» **DIRECTIONS**:
A. In the article on the Clinton allegation, on which television program did Juanita Broaddrick tell her story in February 1999?
B. Please rewrite the Clinton article from "bill_clinton_19" to "and public trust.", putting "Libya" in place of "Benghazi".
C. Carry the article about the allegation against Bill Clinton forward from the point where it ends.

» **EXTRACT**:
○ ○ ○ ○ ○
Pages

Sunday, August 18, 2013

Clinton beating rape rap paved way for others

bill_clinton_19
by: Gina Loudon 

With Barack Obama dogged by multiple scandals – from Benghazi to NSA surveillance to rampant IRS abuses – many Americans are asking whether he can make it through his second term.
Likewise, with sex scandals in the news – from ex-congressman Anthony Weiner to former New York governor Eliot Spitzer to San Diego Mayor Bob Filner – many are asking how such disgraced leaders can possibly believe they can re-assume positions of power and public trust.
The approaching anniversary of one of the most extraordinary presidential scandals in history may well hold the answer to both questions.
Fifteen years ago, perhaps the most serious allegation ever levied against a sitting U.S. president – a nationally televised accusation of forcible rape, widely regarded by the public as credible – came to light. Yet Bill Clinton not only survived the allegation, he also survived an impeachment that included other sexually lurid charges and went on to become the beloved elder statesman of the Democratic Party.

‘I told him no’
It was Juanita Broaddrick who in 1998 first went public with the story of alleged rape two decades earlier, reportedly on April 25, 1978. In February 1999, she told her story to a national TV audience on “Dateline NBC” to Emmy-winning reporter Lisa Myers.
Broaddrick said she was at a conference in Little Rock, Ark., when Clinton approached her in her hotel room. He “turned me around and started kissing me, and that was a real shock. I first pushed him away. I just told him ‘no.’ … He trie[d] to kiss me again. He starts biting on my lip. … And then he forced me down on the bed. I just was very frightened. I tried to get away from him. I told him ‘no.’ … He wouldn’t listen.”
At the time the story appeared, the Washington Post reported that it had interviewed several of Broaddrick’s friends, including Norma Kelsey, who “said she saw Broaddrick’s swollen lip and torn pantyhose that day.”

In “Their Lives: The Women Targeted by the Clinton Machine,” author and feminist Candice E. Jackson devotes an entire chapter to “The Rape of Juanita Broaddrick.”
○ ○ ○ ○ ○
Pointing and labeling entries

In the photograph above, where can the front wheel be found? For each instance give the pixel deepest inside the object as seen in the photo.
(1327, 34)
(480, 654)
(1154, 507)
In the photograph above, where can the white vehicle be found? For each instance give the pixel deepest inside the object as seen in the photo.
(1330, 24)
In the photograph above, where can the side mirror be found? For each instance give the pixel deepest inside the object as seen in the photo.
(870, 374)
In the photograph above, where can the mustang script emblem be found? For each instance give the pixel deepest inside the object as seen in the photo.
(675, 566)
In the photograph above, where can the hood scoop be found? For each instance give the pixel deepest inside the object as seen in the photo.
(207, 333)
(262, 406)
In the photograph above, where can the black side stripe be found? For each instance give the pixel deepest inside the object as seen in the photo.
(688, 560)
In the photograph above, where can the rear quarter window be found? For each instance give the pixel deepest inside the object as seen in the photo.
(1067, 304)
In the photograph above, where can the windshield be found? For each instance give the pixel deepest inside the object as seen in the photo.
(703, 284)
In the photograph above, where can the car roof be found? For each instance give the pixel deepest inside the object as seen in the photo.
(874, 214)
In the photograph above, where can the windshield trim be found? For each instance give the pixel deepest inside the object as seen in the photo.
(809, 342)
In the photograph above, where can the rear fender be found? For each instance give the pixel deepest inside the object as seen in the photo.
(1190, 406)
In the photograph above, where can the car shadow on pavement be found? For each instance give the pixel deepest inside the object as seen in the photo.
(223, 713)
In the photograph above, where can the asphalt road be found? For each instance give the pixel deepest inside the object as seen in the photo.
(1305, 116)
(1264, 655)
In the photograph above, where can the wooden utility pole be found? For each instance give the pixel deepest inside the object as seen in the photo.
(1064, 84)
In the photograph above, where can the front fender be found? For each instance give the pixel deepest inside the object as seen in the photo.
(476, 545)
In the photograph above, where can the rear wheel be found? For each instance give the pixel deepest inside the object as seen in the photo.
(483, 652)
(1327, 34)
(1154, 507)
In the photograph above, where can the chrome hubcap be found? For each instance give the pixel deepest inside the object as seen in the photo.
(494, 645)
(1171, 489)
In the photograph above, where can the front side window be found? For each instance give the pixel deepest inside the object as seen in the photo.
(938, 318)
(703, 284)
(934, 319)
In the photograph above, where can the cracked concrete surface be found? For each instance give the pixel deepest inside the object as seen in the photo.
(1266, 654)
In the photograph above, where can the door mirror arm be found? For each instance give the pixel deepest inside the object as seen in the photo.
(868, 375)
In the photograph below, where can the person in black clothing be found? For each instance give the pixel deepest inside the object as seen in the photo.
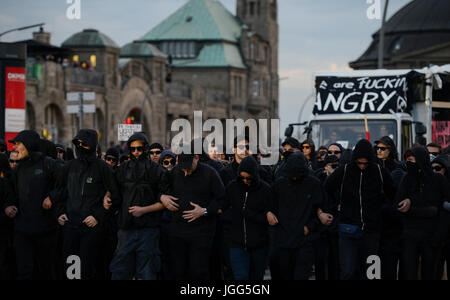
(297, 197)
(421, 196)
(138, 255)
(193, 192)
(85, 181)
(392, 227)
(441, 164)
(363, 188)
(6, 224)
(249, 199)
(31, 206)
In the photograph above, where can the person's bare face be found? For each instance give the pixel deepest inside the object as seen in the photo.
(362, 163)
(383, 151)
(21, 150)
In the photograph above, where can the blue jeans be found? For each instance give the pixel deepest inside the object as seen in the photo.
(137, 255)
(353, 254)
(248, 264)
○ ○ ○ ○ ○
» **EXPECTED RESULTS**:
A. She told it on "Dateline NBC."

B.
bill_clinton_19
by: Gina Loudon 

With Barack Obama dogged by multiple scandals – from Libya to NSA surveillance to rampant IRS abuses – many Americans are asking whether he can make it through his second term.
Likewise, with sex scandals in the news – from ex-congressman Anthony Weiner to former New York governor Eliot Spitzer to San Diego Mayor Bob Filner – many are asking how such disgraced leaders can possibly believe they can re-assume positions of power and public trust.

C.
After providing the background to the incident – Broaddrick had volunteered to help in Clinton’s gubernatorial race and had accepted, albeit reluctantly, Clinton’s suggestion they meet in her hotel room instead of the hotel’s coffee shop that was “crawling” with reporters – the author lays out Broaddrick’s chilling account:
She felt “a little bit uneasy” meeting him in her hotel room, but felt a “real friendship toward this man” and didn’t feel any “danger” in him coming to her room. When Clinton arrived she had coffee ready on a little table under a window overlooking a river. Then “he came around me and sort of put his arm over my shoulder to point to this little building and he said he was real interested if he became governor to restore that little building and then all of a sudden, he turned me around and started kissing me. And that was a real shock.” Broaddrick pushed him away and said, “No, please don’t do that” and told Clinton she was married. But he tried to kiss her again. This time he bit her upper lip. She tried to pull away from him but he forced her onto the bed. “And I just was very frightened, and I tried to get away from him and I told him ‘No,’ that I didn’t want this to happen, but he wouldn’t listen to me.” But he “was such a different person at that moment, he was just a vicious awful person.” At some point she stopped resisting. She explained, “It was a real panicky, panicky situation. I was even to the point where I was getting very noisy, you know, yelling to ‘Please stop.’ And that’s when he pressed down on my right shoulder and he would bite my lip.”

Clinton didn’t linger long afterward. “When everything was over with, he got up and straightened himself, and I was crying at the moment and he walks to the door, and calmly puts on his sunglasses. And before he goes out the door he says, ‘You better get some ice on that.’ And he turned and went out the door.” The whole encounter lasted less than 30 minutes, but it changed Juanita Broaddrick’s life forever.
When questioned by an interviewer, “Is there any way at all that Bill Clinton could have thought that this was consensual?” Juanita Broaddrick answered, “No. Not with what I told him, and with how I tried to push him away. It was not consensual.” The interviewer, NBC’s Lisa Myers, pressed for specificity. “You’re saying that Bill Clinton sexually assaulted you, that he raped you?” Broaddrick answered, “Yes.”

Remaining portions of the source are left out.